§ Exercise requirements
a) In the UEFI accessibility discussion, quote the passage that begins at the words "Again, mandating such" and ends after the words "some reference platforms.".
b) In the UEFI accessibility discussion, what does the reply suggest getting Microsoft to do?
c) Check each statement against the UEFI accessibility discussion and answer yes or no, quoting the words that decide it:
(i) Under the proposal, a vendor that does not implement accessibility features would not comply with the specification.
(ii) The proposal calls for the accessibility features to be a runtime service.
(iii) The reply states that every device will have a keyboard.

My proposal is simple, and I'm posting it here because I'd like
comments and feedback before it actually gets implemented (it will
take a lot of time, I'm sure): mandate, in the UEFI specification,
that accessibility features for persons with disabilities must be
implemented and documented, and, if such features are not
implemented, then that vendor is not compliant with the
specification. Place strict minimum requirements for what the
accessibility features should do and how they should work.
So, first of all, I need to point out that what you suggest would be
very difficult for the UEFI Forum to mandate. *But* I don't think this
needs to be a problem.
UEFI primarily exists as a means through which interoperability can be
guaranteed. This means it does not tend to so much mandate what is
actually implemented in a platform, as it defines how it behaves if it
is. This is not 100% true, but suffice to say that mandating the
functionality you are asking for *without* having a reference
implementation available would likely simply be ignored.
If you want to turn thumbscrews, get Microsoft to add the requirement
to their windows logo requirements :)
However, as much as it is difficult to force people to develop this
support, if a functional reference implementation was published under
a permissive open source license, it would take a pretty spectacularly
incompetent product owner not to incorporate it in their products.
Now, I'm sure someone out there will ask me how this can be
done. Well, that's why I've joined the group -- though as I
familiarize myself with EDK2 development and all that I may actually
be able to participate as more than just an accessibility expert, of
I have added Rafael Machado on cc. He did a PhD on firmware
accessibility, including a prototype implementing an audio driver for
EDK2. The resulting thesis can be found athttps://arxiv.org/abs/1712.03186
As a side note, I have been blind all my life. I was born with
retinopathy of prematurity (ROP), which resulted because I was born
at 26 weeks. My retina was detached, and, though the doctors
attempted to fix it, it would not remain attached, and there is no
chance of it getting fixed now. I would neither want nor care for
such a cure, however. I have lived my entire life blind, and while
the thought of gaining site back is appealing, I am unwilling to go
through the years and years of rewiring and reconditioning of my
brain that would be required for me to survive with site. To me, it
is simply not worth the cost.
But back to the discussion at hand: I would be happy to discuss how
the accessibility features would work and what would be
required. Even standardizing, through the specification, a key
combination to toggle the accessibility features would be nice, as
that would alleviate the major problem of a blind person buying a
new computer and not knowing how to enable the accessibility
features. The overarching goal would be to make the preboot
environment (including applications run within it) accessible and
usable by blind and visually impaired people as a boot service
Yes, I agree, operating systems are already doing their things.
Again, mandating such a key combination is not necessarily something
that the UEFI specification can do. Some devices won't necessarily
have a keyboard.
Some things the UEFI specification could do is:
- Add protocols for Audio output (and possibly input) and talking to
- Add audio hooks for the Human Interaction Interface subsystem (HII).
EDK2 could then start adding device drivers producing these protocols,
and enable the support for some reference platforms.
Would we need any specific support for things like refreshable braille
It would be superfluous to make this a runtime service, as all
major OSes already have accessibility features. Plus, managing such
a thing would be impossible to do.
This email has gotten quite long, so I will suspend the discussion
of functionality and how I would like it to work for a future email
once everyone has gotten on board.
Thank you for your time and consideration.

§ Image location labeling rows
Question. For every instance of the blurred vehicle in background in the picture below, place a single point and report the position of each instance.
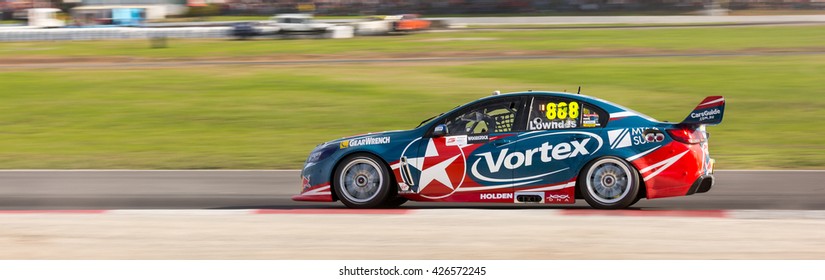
(299, 24)
(408, 22)
(44, 18)
(246, 30)
(92, 16)
(291, 24)
(528, 147)
(373, 25)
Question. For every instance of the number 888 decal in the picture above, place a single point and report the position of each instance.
(554, 115)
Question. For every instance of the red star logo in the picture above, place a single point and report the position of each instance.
(443, 169)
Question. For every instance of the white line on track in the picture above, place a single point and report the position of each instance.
(298, 170)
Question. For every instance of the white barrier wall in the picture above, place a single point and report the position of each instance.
(109, 33)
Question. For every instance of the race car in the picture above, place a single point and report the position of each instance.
(524, 147)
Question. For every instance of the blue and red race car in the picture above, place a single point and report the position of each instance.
(527, 147)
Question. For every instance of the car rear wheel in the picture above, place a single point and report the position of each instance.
(609, 183)
(362, 181)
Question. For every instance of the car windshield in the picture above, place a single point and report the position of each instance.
(427, 120)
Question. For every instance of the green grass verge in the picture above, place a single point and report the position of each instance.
(271, 117)
(465, 43)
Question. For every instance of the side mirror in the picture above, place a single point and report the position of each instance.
(440, 130)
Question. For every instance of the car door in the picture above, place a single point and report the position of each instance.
(559, 139)
(469, 157)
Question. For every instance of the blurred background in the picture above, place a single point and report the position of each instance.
(256, 84)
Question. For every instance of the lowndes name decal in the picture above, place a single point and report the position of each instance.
(364, 141)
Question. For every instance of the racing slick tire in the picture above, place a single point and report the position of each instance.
(609, 183)
(362, 181)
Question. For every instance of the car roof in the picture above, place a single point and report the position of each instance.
(582, 97)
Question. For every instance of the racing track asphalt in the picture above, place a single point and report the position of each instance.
(228, 189)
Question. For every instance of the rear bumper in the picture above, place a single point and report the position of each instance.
(702, 184)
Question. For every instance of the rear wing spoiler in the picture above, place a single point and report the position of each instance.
(708, 112)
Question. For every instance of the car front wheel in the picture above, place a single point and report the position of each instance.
(362, 181)
(609, 183)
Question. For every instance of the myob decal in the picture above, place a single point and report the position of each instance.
(364, 141)
(460, 140)
(509, 159)
(491, 196)
(626, 137)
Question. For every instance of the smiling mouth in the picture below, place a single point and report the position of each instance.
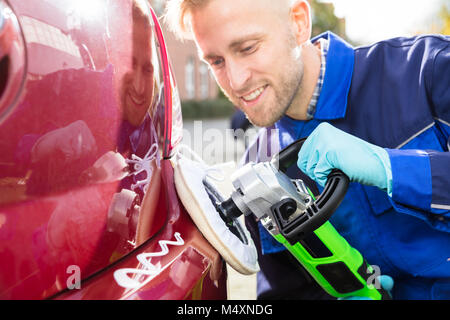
(254, 95)
(135, 100)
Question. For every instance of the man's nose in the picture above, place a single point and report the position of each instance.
(238, 75)
(138, 82)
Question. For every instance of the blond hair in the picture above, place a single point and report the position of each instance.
(177, 16)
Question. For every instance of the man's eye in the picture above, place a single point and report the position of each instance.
(249, 49)
(216, 62)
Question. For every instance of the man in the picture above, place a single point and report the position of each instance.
(379, 113)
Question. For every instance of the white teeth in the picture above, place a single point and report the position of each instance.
(255, 94)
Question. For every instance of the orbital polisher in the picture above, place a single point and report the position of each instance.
(295, 218)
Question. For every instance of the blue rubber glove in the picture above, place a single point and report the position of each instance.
(328, 148)
(386, 282)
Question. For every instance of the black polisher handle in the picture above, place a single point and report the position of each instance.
(326, 203)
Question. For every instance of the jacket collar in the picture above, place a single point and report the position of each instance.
(332, 103)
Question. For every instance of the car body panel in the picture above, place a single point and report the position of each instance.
(86, 180)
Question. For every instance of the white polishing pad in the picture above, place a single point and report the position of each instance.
(189, 177)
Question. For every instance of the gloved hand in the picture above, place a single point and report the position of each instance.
(328, 148)
(386, 282)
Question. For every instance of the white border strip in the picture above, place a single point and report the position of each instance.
(415, 135)
(443, 121)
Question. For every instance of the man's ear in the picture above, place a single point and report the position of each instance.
(301, 18)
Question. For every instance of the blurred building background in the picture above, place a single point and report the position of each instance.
(360, 22)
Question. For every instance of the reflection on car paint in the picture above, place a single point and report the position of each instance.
(147, 267)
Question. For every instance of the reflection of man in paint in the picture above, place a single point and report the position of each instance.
(138, 84)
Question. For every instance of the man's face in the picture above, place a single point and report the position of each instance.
(137, 84)
(250, 49)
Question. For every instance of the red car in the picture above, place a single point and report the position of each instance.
(89, 120)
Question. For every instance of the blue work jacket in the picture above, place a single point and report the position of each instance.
(394, 94)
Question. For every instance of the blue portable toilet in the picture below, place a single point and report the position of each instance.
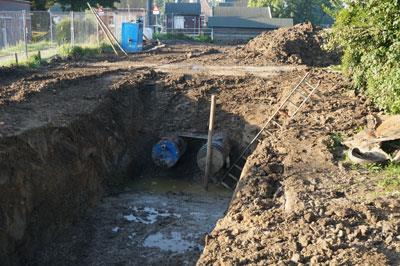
(132, 37)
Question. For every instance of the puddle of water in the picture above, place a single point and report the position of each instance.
(150, 215)
(164, 185)
(174, 243)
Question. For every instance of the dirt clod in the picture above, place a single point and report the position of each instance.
(300, 44)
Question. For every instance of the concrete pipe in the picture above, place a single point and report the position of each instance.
(167, 152)
(220, 154)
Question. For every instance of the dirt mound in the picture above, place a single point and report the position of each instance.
(300, 44)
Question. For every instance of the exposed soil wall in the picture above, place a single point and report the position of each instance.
(52, 174)
(295, 205)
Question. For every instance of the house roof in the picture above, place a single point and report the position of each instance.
(183, 8)
(247, 12)
(242, 22)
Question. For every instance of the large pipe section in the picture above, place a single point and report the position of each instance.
(220, 154)
(167, 152)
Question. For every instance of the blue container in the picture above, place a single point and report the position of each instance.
(132, 37)
(167, 152)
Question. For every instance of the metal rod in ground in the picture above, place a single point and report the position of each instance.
(101, 26)
(209, 142)
(109, 31)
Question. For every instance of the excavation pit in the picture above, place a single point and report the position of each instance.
(78, 181)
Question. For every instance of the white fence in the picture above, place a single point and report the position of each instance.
(25, 33)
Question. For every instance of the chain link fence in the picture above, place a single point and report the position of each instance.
(23, 34)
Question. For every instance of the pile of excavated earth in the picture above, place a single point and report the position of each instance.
(73, 134)
(301, 44)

§ Answers to the exercise
a)
Again, mandating such a key combination is not necessarily something
that the UEFI specification can do. Some devices won't necessarily
have a keyboard.
Some things the UEFI specification could do is:
- Add protocols for Audio output (and possibly input) and talking to
- Add audio hooks for the Human Interaction Interface subsystem (HII).
EDK2 could then start adding device drivers producing these protocols,
and enable the support for some reference platforms.

b) Add the requirement to their Windows logo requirements.

c)
(i) Yes: "if such features are not implemented, then that vendor is not compliant with the specification."
(ii) No: "It would be superfluous to make this a runtime service"
(iii) No: "Some devices won't necessarily have a keyboard."